• [Исходный текст]
◇ ◇ ◇

После 2014 года коллектив авторов по инициативе Сергея Киселева, в том числе с Вашим участием, выпустил книгу «Крымская идея». Почему «крымская»? Как она соотносится с русской идеей? 

 

Андрей Мальгин

Всё дело опять же в том периоде, когда Крым оказался в составе Украины.

Советский Союз был организованной империей, где провинция занимала свое место и ей это было хорошо известно. Для культуры все делалось в крупных центрах – Москва, Ленинград, отчасти Новосибирск.

А когда началась перестройка, это пробудило жизнь русской провинции. И поскольку Крым был русской провинцией, то здесь, когда люди осмотрелись вокруг себя, перестав ориентироваться на центр, политическая, интеллектуальная активность крымского движения оказалась изначально регионалистской.

Это ощущение после распада Союза еще более усилилось. Оно подпитывалось двумя процессами. Самосознание крымчан было атаковано, поставлено под вопрос сразу с двух сторон – со стороны новой украинской государственной национальной и националистической идеологии и со стороны набиравшего силу крымско-татарского политического и идеологического движения. Эти вызовы заставили формулировать ответ. Он не мог быть в это время ирредентистским, поскольку ответом на него сразу становился лозунг – “Чемодан-вокзал – Россия”. Нужно было понимание своих корней в крымской почве, органической связи нашей культуры с этой землёй. Из этого рождалась идеология крымского регионализма.

Можно сказать, что крымская идея, так, как ее изложил Киселев, опубликовавший свои и наши старые работы – это специфическая форма русской идеи для конкретного места и конкретного сообщества в определённое время.

 

Любовь Ульянова

-Может быть, сегодня, когда Крым вернулся в состав России, этот регионализм имеет шансы сохраниться как интеллектуальное движение, которое может придать специфику русской идентичности Крыма, которая однозначно пророссийская, не является сепаратистской, и даже стать основой для не-верхушечного гражданского движения?

 

Андрей Мальгин

Да, наша идея всегда была с одной стороны не чиновничьей, а общественной, гражданской, а с другой стороны – не центробежной (направленной на отделение), а центростремительной. В значительной степени она сохраняется в таком виде и до сегодняшнего дня.

◇ ◇ ◇

• [Фрагмент данных]
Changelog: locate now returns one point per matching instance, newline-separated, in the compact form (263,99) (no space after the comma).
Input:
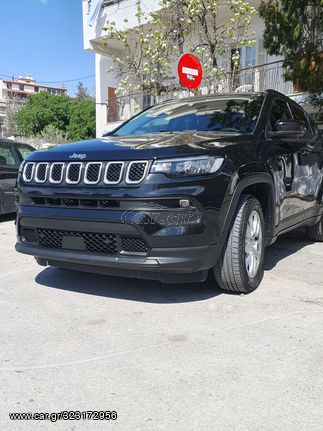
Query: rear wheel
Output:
(240,266)
(315,232)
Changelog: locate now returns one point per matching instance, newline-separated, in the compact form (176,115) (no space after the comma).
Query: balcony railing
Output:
(258,78)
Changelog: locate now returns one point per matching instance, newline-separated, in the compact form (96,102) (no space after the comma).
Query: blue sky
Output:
(45,38)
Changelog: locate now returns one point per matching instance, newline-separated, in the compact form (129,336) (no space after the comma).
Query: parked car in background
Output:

◇ ◇ ◇

• [Условия упражнения]
A: Пожалуйста, перепишите отрывок беседы о крымской идее от «Можно сказать, что» до «не-верхушечного гражданского движения?», переименовав «Любовь Ульянова» в «Л. Ульянова».
B: Какие города беседа о крымской идее называет крупными центрами, где в Советском Союзе делалось все для культуры?

• [Ответы]
A:
Можно сказать, что крымская идея, так, как ее изложил Киселев, опубликовавший свои и наши старые работы – это специфическая форма русской идеи для конкретного места и конкретного сообщества в определённое время.

 

Л. Ульянова

-Может быть, сегодня, когда Крым вернулся в состав России, этот регионализм имеет шансы сохраниться как интеллектуальное движение, которое может придать специфику русской идентичности Крыма, которая однозначно пророссийская, не является сепаратистской, и даже стать основой для не-верхушечного гражданского движения?

B: Москва, Ленинград и отчасти Новосибирск.